Exercise requirements |
1 > Do these statements agree with the post about shedding below? Answer yes or no for each, and quote the words that decide it. (a) The writer's baby is expected at Christmas. (b) The writer worked in the home office for less than five years. (c) The room was cleared out on a Saturday.
2 > Take the post about shedding below further, picking up after its final sentence.

Source text |
Shedding

When I let go of what I am, I become what I might be.   Lao Tzu

When I let go of what I am, I become what I might be.

Lao Tzu

Autumn is certainly here (despite the recent warm temperatures!), her presence visible in the leaves that have started to escape the trees and land on the city’s pavements and lawns, decorating them with their rich red, gold and green hues.

I too am shedding. With a baby due at Christmas, I need to transform the room that was for several years my study into a second bedroom, and to generally create some extra space in our flat.

For over a decade, I worked on my architecture projects in my little home office. It had become jammed full of files, product catalogues, samples of materials, and other bits and pieces that had randomly accumulated there. As I moved through the busyness of daily life, I never paused to consider how much of this stuff I still actually needed. Until the day came when I had to clear out the room so the builders could start work. That Sunday, it was so satisfying to hear the resounding thud of stacks of obsolete catalogues hitting the recycling bin. And once the room was empty, its energy felt amazing – so fresh, light and calm.

Material provided |
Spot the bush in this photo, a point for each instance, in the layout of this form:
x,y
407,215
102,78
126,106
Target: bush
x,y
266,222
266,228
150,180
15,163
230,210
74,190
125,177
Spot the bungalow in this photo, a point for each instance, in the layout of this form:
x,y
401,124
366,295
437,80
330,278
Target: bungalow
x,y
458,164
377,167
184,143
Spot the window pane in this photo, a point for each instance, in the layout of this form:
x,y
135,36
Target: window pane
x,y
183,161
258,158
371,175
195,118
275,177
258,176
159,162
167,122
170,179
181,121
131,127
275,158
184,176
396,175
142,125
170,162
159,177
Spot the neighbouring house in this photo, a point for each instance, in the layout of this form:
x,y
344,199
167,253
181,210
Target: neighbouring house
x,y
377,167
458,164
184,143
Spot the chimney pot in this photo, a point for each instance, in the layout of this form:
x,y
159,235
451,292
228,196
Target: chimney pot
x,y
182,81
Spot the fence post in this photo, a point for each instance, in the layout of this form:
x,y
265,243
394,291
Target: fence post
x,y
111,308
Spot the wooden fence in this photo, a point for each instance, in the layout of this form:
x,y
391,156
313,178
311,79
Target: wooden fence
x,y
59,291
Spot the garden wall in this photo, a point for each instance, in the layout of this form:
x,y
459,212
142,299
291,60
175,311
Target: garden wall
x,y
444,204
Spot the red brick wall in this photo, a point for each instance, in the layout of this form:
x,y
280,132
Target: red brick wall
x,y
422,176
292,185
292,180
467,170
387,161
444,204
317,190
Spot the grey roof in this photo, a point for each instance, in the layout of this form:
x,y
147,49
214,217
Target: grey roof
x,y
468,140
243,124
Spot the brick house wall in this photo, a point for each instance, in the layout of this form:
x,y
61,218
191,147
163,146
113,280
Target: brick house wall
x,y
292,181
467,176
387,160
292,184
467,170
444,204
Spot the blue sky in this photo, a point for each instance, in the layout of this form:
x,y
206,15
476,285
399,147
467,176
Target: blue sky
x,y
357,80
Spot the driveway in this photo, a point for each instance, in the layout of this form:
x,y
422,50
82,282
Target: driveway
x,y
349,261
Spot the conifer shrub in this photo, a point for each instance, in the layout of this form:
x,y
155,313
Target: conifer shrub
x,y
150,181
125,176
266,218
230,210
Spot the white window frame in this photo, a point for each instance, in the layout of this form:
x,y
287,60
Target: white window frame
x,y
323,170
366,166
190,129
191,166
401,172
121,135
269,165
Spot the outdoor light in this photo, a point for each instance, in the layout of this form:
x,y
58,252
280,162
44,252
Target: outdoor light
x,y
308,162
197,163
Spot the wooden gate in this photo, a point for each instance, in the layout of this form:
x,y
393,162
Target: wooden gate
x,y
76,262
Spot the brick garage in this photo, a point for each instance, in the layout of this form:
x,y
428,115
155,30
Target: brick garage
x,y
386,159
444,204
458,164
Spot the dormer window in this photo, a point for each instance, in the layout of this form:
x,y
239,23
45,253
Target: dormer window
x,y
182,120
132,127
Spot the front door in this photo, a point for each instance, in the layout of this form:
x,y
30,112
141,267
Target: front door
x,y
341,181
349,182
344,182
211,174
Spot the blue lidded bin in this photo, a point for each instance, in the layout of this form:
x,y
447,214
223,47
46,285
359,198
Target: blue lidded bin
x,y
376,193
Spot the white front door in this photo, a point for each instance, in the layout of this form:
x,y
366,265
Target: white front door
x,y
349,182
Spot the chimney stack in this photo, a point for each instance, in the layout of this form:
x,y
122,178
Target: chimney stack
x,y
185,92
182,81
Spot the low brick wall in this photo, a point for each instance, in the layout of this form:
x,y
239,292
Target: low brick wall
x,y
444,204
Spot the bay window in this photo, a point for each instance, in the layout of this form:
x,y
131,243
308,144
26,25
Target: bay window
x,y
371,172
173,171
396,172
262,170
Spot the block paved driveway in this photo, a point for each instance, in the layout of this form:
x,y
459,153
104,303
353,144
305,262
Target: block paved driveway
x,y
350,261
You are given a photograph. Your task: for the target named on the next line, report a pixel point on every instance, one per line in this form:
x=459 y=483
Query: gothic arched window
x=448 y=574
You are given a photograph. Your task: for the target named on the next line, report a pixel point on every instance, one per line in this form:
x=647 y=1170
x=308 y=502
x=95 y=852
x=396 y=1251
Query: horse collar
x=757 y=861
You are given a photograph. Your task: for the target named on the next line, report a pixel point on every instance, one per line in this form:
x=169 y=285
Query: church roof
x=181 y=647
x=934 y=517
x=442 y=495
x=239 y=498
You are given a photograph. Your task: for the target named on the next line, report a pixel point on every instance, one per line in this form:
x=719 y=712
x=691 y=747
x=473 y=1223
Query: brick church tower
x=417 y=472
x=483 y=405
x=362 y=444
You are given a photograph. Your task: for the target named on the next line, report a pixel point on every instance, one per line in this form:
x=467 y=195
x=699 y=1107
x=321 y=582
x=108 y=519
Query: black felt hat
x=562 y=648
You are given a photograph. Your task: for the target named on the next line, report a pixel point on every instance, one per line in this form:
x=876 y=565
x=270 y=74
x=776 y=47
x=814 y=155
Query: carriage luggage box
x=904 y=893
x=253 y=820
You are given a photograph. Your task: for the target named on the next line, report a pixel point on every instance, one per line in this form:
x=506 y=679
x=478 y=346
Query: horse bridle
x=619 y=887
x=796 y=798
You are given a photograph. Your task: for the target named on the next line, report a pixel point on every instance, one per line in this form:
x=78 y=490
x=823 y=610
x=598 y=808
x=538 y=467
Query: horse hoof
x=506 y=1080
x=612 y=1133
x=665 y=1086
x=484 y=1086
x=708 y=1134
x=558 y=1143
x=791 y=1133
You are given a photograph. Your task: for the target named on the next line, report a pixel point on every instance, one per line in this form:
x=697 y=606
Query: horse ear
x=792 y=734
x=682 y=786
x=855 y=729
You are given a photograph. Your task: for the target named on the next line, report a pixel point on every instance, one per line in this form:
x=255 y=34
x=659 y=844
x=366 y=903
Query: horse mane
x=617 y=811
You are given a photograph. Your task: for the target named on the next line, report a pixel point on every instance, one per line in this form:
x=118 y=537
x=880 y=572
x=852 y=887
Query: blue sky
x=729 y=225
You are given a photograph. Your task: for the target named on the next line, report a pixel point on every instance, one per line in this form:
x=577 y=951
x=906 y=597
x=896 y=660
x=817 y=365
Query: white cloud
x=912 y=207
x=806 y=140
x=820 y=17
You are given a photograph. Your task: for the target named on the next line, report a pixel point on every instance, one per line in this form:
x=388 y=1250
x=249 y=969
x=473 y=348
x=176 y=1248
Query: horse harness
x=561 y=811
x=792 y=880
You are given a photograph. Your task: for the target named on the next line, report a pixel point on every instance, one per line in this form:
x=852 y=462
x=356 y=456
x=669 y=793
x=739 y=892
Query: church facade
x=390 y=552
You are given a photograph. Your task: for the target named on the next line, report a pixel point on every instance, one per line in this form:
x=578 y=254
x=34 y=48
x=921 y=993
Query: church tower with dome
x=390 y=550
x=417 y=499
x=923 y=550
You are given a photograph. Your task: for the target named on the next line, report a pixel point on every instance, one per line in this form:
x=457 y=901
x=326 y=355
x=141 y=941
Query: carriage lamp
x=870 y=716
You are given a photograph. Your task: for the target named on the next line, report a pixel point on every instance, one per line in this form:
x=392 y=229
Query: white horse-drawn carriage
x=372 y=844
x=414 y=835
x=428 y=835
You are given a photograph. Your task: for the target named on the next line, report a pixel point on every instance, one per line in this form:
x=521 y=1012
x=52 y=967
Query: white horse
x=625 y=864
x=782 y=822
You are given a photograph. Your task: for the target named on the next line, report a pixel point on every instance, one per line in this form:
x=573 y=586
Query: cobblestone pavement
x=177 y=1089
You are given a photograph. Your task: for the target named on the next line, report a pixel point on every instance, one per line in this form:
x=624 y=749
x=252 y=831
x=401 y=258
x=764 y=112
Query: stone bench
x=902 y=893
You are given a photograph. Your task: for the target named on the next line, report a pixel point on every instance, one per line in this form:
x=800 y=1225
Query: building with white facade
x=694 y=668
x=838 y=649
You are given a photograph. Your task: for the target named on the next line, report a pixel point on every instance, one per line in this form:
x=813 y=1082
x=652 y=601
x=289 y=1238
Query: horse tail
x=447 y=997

Answers below |
1 >
(a) Yes: "With a baby due at Christmas"
(b) No: "For over a decade, I worked on my architecture projects in my little home office."
(c) No: "That Sunday, it was so satisfying to hear the resounding thud of stacks of obsolete catalogues hitting the recycling bin."

2 >
It’s so easy to inadvertently cling to stuff we no longer need and that doesn’t support us. Be it possessions, relationships or habits. Often, we aren’t even aware we’re doing this as we’re just so used to them being part of the fabric of our lives. And it’s only when we dare to let go, that we start to sense the freedom that lies behind the release.

It’s when we let go that we make space for the new to enter our lives. Interestingly, in the immediate aftermath of a previous bout of flat-clearing (just before my husband moved in with me), I was offered a number of new yoga classes and an architecture project. Coincidence, you might say. Who knows, but I’ve heard similar stories too many times to put it down to just that.

Shedding is, I’ve learnt, a multi-layered and perhaps infinite process. When you think you’ve let go of everything you feel able to, you discover there’s still more you can do. For example, when I cleared out space for my husband to move in, I thought I’d got rid of as many of my books and clothes as I possibly could have. Yet a few years on, plenty of these remain on my shelves and in my wardrobe untouched and, if I’m honest, unneeded. Something in me will resist a little at the thought of getting rid of them. What if one day…? Yet I know, deep-down, that the boldness of letting them go will be of greater value than the clinging.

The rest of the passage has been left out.